Supplied entries start

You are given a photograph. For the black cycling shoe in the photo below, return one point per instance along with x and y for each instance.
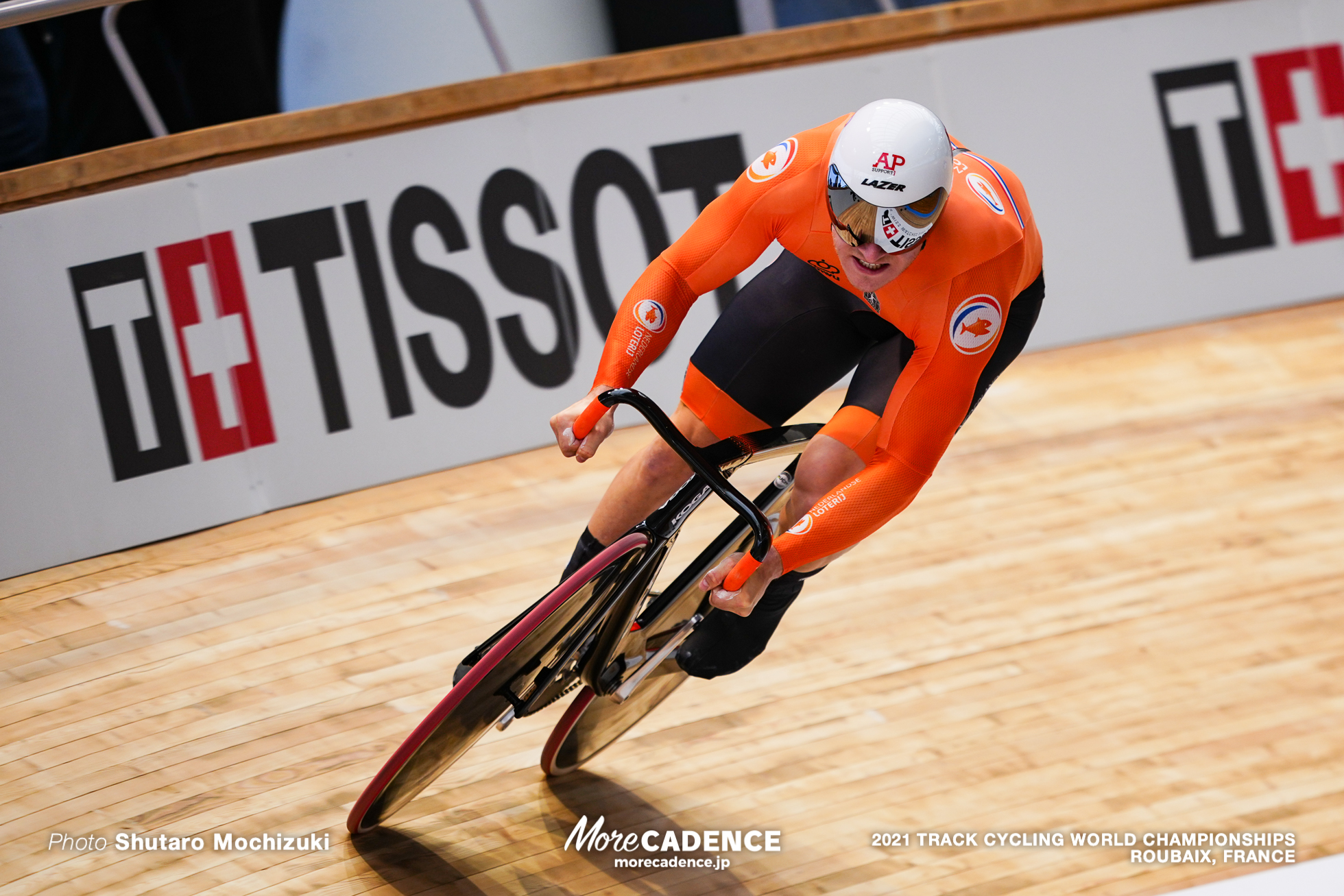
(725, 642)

Supplied entries end
Supplied entries start

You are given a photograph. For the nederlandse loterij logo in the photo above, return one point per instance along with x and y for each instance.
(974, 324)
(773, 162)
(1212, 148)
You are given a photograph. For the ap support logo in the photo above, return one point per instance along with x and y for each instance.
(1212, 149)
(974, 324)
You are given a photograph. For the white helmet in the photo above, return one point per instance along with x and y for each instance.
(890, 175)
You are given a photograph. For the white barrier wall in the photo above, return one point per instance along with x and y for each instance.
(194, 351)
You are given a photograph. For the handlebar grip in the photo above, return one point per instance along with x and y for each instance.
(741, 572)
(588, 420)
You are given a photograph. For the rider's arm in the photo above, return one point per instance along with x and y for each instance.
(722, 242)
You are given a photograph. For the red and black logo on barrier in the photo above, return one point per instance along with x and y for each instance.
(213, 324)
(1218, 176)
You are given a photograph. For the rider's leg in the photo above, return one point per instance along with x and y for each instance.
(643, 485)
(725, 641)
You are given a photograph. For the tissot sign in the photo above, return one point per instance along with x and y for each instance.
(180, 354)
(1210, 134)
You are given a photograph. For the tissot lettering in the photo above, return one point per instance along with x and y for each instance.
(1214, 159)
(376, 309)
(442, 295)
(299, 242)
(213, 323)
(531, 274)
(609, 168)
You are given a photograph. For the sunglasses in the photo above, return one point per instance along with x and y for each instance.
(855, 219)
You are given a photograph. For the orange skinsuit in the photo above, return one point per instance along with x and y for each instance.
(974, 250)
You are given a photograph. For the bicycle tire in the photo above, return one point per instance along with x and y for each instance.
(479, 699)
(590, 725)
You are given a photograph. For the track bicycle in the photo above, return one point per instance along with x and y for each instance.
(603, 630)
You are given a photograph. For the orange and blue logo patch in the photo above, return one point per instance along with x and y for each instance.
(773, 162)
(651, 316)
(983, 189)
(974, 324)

Supplied entries end
Supplied entries start

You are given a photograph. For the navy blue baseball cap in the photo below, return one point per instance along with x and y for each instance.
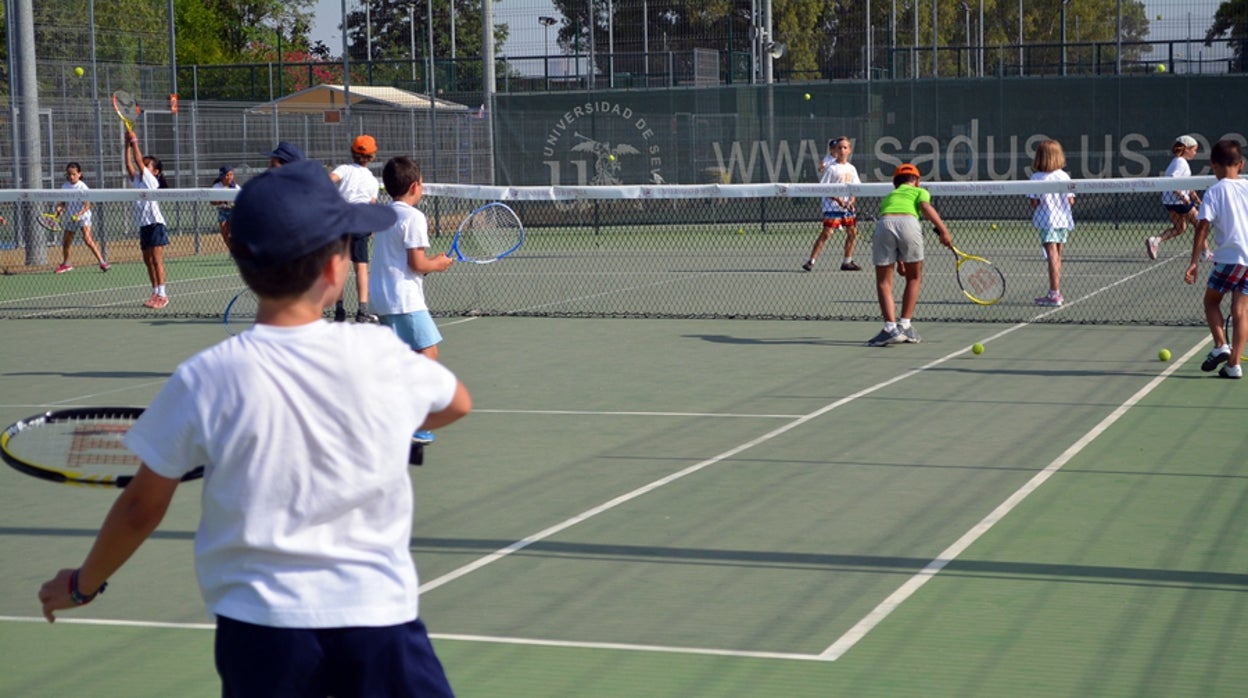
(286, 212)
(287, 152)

Supplied entries end

__Request__: Reproduce the material's lines without any change, from the line containing "You are given a photograph. For the nederlandse" through the line containing "(1212, 148)", including both of those lines.

__Result__:
You are given a photograph. For the nederlandse loterij logo in the photo above, return one point per instance along with x and y for each instance.
(974, 324)
(773, 162)
(1212, 148)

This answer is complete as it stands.